■ REQUIRED WORK ■
Only the pictures should be dropped; copy the rest of the entries exactly.
***** RECORDS SUPPLIED *****
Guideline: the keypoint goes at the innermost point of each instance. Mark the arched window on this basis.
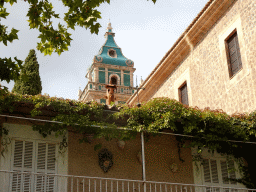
(113, 80)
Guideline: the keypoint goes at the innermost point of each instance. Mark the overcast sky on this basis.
(145, 32)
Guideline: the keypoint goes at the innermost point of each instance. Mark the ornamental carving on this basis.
(129, 63)
(105, 160)
(98, 59)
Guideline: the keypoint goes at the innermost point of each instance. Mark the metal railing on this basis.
(35, 182)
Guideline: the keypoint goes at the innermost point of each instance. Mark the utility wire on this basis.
(164, 133)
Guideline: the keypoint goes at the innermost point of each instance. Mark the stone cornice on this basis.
(195, 32)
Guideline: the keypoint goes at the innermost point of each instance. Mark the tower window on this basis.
(233, 54)
(112, 53)
(183, 93)
(113, 80)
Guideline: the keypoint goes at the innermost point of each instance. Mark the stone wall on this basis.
(160, 153)
(206, 69)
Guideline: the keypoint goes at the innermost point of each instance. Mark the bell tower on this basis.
(109, 66)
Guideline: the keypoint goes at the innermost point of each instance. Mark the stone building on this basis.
(109, 66)
(212, 64)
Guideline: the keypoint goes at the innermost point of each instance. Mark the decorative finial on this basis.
(109, 28)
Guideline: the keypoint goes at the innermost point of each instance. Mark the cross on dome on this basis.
(109, 28)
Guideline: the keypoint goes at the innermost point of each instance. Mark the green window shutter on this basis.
(102, 76)
(126, 80)
(183, 94)
(103, 101)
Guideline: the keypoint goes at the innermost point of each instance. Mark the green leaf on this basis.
(97, 146)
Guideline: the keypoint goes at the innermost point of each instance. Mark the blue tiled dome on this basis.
(110, 53)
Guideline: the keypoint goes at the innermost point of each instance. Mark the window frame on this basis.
(179, 91)
(34, 167)
(227, 50)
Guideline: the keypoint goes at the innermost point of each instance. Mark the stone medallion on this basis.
(105, 160)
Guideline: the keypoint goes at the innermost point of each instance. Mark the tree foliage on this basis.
(81, 13)
(31, 85)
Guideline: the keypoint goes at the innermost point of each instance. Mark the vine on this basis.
(211, 129)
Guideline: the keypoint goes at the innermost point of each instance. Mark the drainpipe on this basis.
(143, 161)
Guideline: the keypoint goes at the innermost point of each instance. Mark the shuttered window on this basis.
(217, 172)
(183, 94)
(33, 156)
(233, 54)
(210, 171)
(227, 170)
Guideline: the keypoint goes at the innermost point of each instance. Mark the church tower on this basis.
(109, 66)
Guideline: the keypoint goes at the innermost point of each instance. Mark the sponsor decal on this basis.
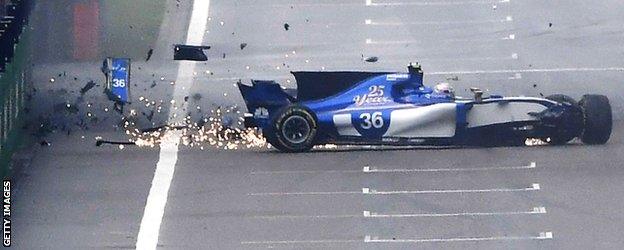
(374, 96)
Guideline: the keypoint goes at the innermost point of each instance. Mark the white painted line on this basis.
(375, 239)
(304, 193)
(541, 236)
(369, 191)
(328, 216)
(369, 169)
(157, 197)
(305, 172)
(287, 242)
(369, 214)
(533, 187)
(535, 210)
(390, 23)
(432, 3)
(506, 71)
(452, 59)
(386, 42)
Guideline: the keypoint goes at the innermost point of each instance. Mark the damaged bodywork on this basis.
(398, 109)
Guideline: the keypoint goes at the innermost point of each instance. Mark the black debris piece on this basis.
(189, 52)
(149, 54)
(371, 59)
(87, 87)
(452, 78)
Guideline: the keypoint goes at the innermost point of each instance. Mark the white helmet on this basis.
(444, 88)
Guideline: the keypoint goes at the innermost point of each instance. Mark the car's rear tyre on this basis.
(570, 129)
(293, 129)
(598, 120)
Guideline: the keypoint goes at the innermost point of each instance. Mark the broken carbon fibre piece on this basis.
(189, 52)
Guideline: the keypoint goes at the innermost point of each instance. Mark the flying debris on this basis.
(149, 54)
(372, 59)
(189, 52)
(87, 87)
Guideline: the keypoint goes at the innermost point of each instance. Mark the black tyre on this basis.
(570, 128)
(598, 120)
(293, 129)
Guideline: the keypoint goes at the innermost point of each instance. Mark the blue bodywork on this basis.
(370, 102)
(117, 72)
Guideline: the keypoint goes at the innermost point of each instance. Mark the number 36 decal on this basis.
(374, 120)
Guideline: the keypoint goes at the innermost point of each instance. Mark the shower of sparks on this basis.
(222, 128)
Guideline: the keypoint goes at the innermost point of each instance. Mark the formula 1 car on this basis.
(382, 108)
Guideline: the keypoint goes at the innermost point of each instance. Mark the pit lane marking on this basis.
(370, 41)
(374, 239)
(540, 236)
(149, 228)
(431, 3)
(373, 169)
(370, 191)
(535, 210)
(369, 214)
(386, 23)
(505, 71)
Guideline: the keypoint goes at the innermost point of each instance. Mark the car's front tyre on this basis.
(571, 124)
(598, 120)
(293, 129)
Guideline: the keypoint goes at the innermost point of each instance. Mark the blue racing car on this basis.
(386, 108)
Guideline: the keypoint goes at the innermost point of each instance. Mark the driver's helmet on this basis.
(444, 88)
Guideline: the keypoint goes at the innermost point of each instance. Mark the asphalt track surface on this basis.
(75, 195)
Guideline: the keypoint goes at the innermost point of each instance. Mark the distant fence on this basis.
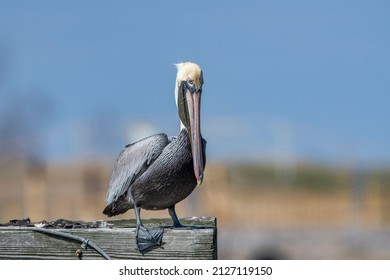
(78, 192)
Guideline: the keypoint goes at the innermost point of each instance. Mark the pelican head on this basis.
(188, 90)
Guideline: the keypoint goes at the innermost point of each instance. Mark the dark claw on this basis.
(148, 237)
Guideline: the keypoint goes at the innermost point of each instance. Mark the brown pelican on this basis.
(159, 171)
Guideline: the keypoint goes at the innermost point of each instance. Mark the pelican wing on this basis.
(132, 162)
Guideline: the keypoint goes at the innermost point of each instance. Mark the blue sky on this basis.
(284, 80)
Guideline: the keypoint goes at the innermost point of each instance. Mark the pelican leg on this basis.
(172, 213)
(146, 237)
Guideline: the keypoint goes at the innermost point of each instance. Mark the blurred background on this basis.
(295, 110)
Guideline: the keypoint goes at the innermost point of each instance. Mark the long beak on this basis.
(193, 105)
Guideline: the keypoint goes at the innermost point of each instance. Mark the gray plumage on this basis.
(154, 173)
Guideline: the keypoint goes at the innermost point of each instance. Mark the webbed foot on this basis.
(148, 237)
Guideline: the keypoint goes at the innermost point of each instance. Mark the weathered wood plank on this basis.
(117, 239)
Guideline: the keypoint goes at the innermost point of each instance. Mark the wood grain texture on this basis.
(116, 238)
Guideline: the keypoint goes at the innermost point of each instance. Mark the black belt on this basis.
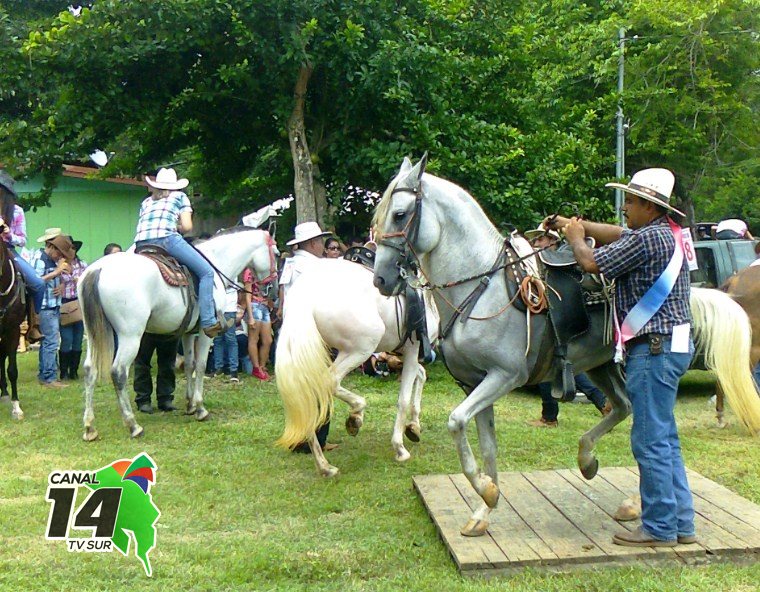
(647, 338)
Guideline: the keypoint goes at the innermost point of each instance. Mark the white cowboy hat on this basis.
(50, 233)
(654, 185)
(531, 235)
(167, 179)
(306, 231)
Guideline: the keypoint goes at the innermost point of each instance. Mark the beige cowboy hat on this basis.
*****
■ OUTPUT ■
Guideline: the keypoint goes at the innermost point of each instance. Mark the arched window on this basis.
(113, 80)
Guideline: the keypoint goes at the innermost point of each instance. Mark the overcast sky on this basis.
(145, 32)
Guideline: the keypoint goes at the innermost point of each instance. Mark the ornamental carving on this basis.
(129, 63)
(105, 160)
(98, 59)
Guideline: the keypoint goes at the innermost point of each instance. Mark the metal railing on this basis.
(35, 182)
Guideline: the keypoint goes at the innermost point of each instance. Mark the utility wire on this basis.
(164, 133)
Guideline: the keypoint goes at the innermost point of each instance. Mark the stone cornice on this basis.
(195, 32)
Guideline: the keypoint goes at the innermost point of each instance. Mark the tower window on this basis.
(233, 54)
(112, 53)
(183, 93)
(113, 80)
Guideline: the keypoint goes at the innermost point of each instance. Mark the stone wall on this basis.
(160, 153)
(206, 69)
Guideline: the keypoint goes at the innermost point of each instance. Mark the bell tower on this basis.
(109, 66)
Guideline: the keypoint goes at the innermost point of each instance. Mark the stone building on this basis.
(109, 66)
(212, 64)
Guideline: the keypoint goes at the innermost point of each instance. Mark the decorative finial on this basis.
(109, 28)
Guideline: the keypoint goes at the innermost point of each instance. Mark the cross on dome on this basis.
(109, 28)
Guideline: the keypoint goes at the innermost point of each instance. Mark the green window shutter on this basis.
(102, 76)
(126, 80)
(183, 94)
(103, 101)
Guideline: the keypoint goes at the innermost point of each instance. Mark the green leaf on this basis.
(97, 146)
Guideline: the keypoint goes at the innermost point of each instance. Mark the blue tiled dome on this basis.
(110, 53)
Guideline: the keypoint goes at the innermost point of each instance. Mark the window frame on this basis.
(179, 91)
(34, 167)
(227, 50)
Guideline: the keypoint goes at the innermost point of each instance. Mark the stone medallion on this basis.
(105, 160)
Guideline: the keypoint goes at the innermost point of each instance. Mark the tree foliage on this basis.
(81, 13)
(31, 85)
Guideline: the keypoint goes at the innermost point of each instance. Mark the vine on this basis.
(211, 129)
Guideline: the keypoint goes at the innermost point of each instance. Mark the drainpipe on this basis.
(143, 161)
Guideline: the keypoint goes at the innermost point of each instance. Mark the shuttered window on this basis.
(217, 172)
(183, 94)
(33, 156)
(233, 54)
(210, 171)
(227, 170)
Guideline: the keypoint goes at the innermost point of each instance. Mark the church tower on this basis.
(109, 66)
Guideline: the keypoint goes at the innermost point of each instance. Mark the sponsor decal on this basis.
(374, 96)
Guideline: the keypoint goes at the innermost point of each instance. Mark the white painted line on this basis.
(375, 239)
(304, 193)
(541, 236)
(369, 191)
(328, 216)
(369, 169)
(157, 197)
(305, 172)
(287, 242)
(369, 214)
(533, 187)
(535, 210)
(390, 23)
(432, 3)
(506, 71)
(452, 59)
(386, 42)
Guideline: the keypoint goes at the innermost point of each instance. Mark the damaged bodywork on this basis.
(398, 109)
Guideline: the keypoint goes at the innermost point of each instance. Mark the black debris piece on this basis.
(189, 52)
(149, 54)
(371, 59)
(87, 87)
(452, 78)
Guideline: the keypoint goes at the innermost point of each instance. Mark the white helmet on this basis.
(444, 88)
Guideline: the keypoint goes at the innermost point of each instance. Mark the car's rear tyre on this basis.
(570, 129)
(293, 129)
(598, 120)
Guideline: the keypoint goes at the innermost point of each instance. Mark the broken carbon fibre piece on this basis.
(189, 52)
Guideline: the keypoint goes at the innermost point of each instance. Mark the flying debris on this basis.
(149, 54)
(372, 59)
(189, 52)
(87, 87)
Guideline: the keypoint goes at the innermost point of each instance. Mark the black tyre on this basis.
(570, 128)
(598, 120)
(293, 129)
Guideline: the keypoint goes at the innermost point of each instance. Mark the blue bodywork on this basis.
(370, 102)
(117, 72)
Guideline: the keypoint goes at the innermost point of each instance. Mark the number 36 decal on this basis.
(374, 120)
Guideline: the keypoint goes at the innermost point of each instance. Mark the shower of sparks on this basis.
(222, 128)
Guideline: the keypoint goes at the innermost point of each instance. Mark the formula 1 car on this basis.
(382, 108)
Guideline: the keypoint goes at the innermost point of each instance. Mark the pit lane marking on this basis.
(370, 41)
(374, 239)
(540, 236)
(149, 228)
(431, 3)
(373, 169)
(370, 191)
(535, 210)
(369, 214)
(386, 23)
(505, 71)
Guideline: the keypoint goes at the innermost point of each instance. Mark the car's front tyre on this basis.
(571, 124)
(598, 120)
(293, 129)
Guideline: the keypoint goes at the innermost point of each instance. Mark the blue racing car on this basis.
(386, 108)
Guideline: the keypoint goes at the innermost point of each instance. Mark the driver's helmet on this basis.
(444, 88)
Guideline: the keypoint goes at the innermost point of each instance. Mark the asphalt track surface on this basis.
(75, 195)
Guideline: the keypoint goes at the innermost point of each instance. Mark the distant fence on this basis.
(78, 192)
Guideline: the keypoint goes at the innermost point of each instance. Mark the pelican head on this basis.
(188, 90)
Guideline: the keypoint goes at the innermost point of each instance. Mark the dark claw on this basis.
(148, 237)
Guideline: the keypoint goes at the innermost point of each instance. Mark the brown pelican on this basis.
(159, 171)
Guideline: the keypoint goes at the innermost point of each instance. Mark the pelican wing on this basis.
(132, 162)
Guideline: the keypoint goes at the innermost point of each instance. Mark the blue sky on this basis.
(284, 80)
Guideline: the keypoint goes at the innermost point of each instance. Mark the pelican leg on this basis.
(172, 213)
(146, 237)
Guideline: the keypoint goes at the innermost point of each instance. Mark the blurred background on this basis.
(295, 110)
Guideline: the keypoint goes at the innermost point of each instance. Mark the long beak on this basis.
(193, 105)
Guideline: the keypoint goes at the innermost point of each instance. Mark the gray plumage on this basis.
(154, 173)
Guideline: the keypoint goes at the innermost point of each instance. Mark the webbed foot on this basis.
(148, 237)
Guideline: the keypoint goes at the innermost point of each instance. Mark the weathered wood plank on this basis.
(117, 239)
Guideline: the keypoint goes at the innermost point of each instance. Mark the wood grain texture on this basis.
(116, 238)
Guideline: the keypoint goes at the innermost point of each instance. Mark the black belt on this basis.
(647, 338)
Guideline: the keypoint goes at the innermost point of each instance. Mark the white cowboy hat on this basis.
(50, 233)
(654, 185)
(531, 235)
(167, 179)
(306, 231)
Guideline: the keypoint goes at the innermost point of each instance. Mark the beige cowboy hat on this basis.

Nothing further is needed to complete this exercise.